Nycteribia

Scientific classification
- Kingdom: Animalia
- Phylum: Arthropoda
- Class: Insecta
- Order: Diptera
- Family: Nycteribiidae
- Subfamily: Nycteribiinae
- Genus: Nycteribia Latreille, 1796

= Nycteribia =

Genus of flies

Nycteribia is genus of insects within the family Nycteribiidae, comprising approximately 35 species, that exclusively parasitize the blood of bats.

== Description ==
Nycteribia do not have wings, but possess halteres and atrophied flight muscles, suggesting history of flight. Their bodies are divided into a flattened and shielded thorax, with six, tri-segmented, clawed appendages, and an ovular lower abdomen. Their heads are more narrow than other Hippoboscidae, which are attached dorsally to the anterior end of the thorax when at rest and when feeding, the head rotates in a half circle and protrudes forward to attach to the host.

The Nycteribia's head is highly adapted from other Hippoboscidae; first, the eyes are primarily absent, or if present, reduced to a maximum of two eye facets. The antennae are reminiscent of other Hippoboscidae, composed of the a fused outer pedicle, with an inner flagellum. The proboscis (nose-like feeding structure) of the Nycteribia are also analogous to other Hippoboscidae, with the exception of the tormae, which are separately attached on the sides of the fronto-clypeus. To attach to the host, Nycteribia are covered in ctenidia, or small combs, which allow the insect to stick to the outer layer of fur, preventing them from being removed via grooming. The appendages of Nycteribia end in tarsal claws, which also allow for grasping and lateral movement on a host.

* **RECORDED INFORMATION**:
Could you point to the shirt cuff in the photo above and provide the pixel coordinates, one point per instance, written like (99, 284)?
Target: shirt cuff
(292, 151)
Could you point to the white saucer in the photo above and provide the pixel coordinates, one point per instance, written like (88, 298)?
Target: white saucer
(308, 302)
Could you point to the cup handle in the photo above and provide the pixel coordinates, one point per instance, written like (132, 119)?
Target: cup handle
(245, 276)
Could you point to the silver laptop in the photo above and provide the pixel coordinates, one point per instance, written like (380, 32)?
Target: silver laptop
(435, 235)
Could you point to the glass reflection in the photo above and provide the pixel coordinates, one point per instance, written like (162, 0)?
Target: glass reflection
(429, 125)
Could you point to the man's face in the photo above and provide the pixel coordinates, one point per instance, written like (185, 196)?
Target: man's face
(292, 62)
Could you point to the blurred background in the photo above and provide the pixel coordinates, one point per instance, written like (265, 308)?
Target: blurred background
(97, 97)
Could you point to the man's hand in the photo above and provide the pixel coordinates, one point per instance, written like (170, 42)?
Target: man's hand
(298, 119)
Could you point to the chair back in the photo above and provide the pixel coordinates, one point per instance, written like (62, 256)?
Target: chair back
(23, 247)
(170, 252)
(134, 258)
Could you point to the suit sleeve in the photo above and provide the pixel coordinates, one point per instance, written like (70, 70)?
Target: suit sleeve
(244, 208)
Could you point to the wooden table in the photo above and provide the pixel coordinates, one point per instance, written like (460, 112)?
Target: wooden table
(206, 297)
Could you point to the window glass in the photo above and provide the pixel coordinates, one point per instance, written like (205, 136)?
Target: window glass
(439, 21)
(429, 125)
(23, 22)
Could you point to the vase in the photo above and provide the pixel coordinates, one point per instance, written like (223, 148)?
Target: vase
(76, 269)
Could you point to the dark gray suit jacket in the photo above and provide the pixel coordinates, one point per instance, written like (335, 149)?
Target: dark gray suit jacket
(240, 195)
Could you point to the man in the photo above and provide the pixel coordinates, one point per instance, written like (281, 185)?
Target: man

* * *

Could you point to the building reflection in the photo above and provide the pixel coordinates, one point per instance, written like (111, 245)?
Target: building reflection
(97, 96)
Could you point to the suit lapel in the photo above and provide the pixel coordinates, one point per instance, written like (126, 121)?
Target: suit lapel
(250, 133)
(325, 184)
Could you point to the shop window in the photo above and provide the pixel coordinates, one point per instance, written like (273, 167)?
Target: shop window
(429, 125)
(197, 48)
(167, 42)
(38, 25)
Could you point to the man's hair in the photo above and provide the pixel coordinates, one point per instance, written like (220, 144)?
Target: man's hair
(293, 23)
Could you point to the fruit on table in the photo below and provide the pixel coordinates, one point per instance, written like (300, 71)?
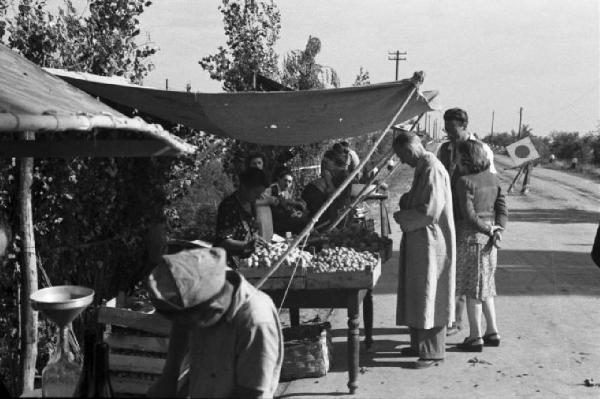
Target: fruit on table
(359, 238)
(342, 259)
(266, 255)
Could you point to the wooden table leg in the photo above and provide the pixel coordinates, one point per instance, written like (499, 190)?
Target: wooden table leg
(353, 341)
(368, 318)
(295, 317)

==

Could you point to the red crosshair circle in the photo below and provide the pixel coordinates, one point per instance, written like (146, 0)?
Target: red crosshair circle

* **PROBLEM DESCRIPTION**: Please copy everything in the Nycteribia article above the listing, from "Genus of flies" down to "blood of bats.", word for word.

* **PROBLEM SOLUTION**:
Genus of flies

Nycteribia is genus of insects within the family Nycteribiidae, comprising approximately 35 species, that exclusively parasitize the blood of bats.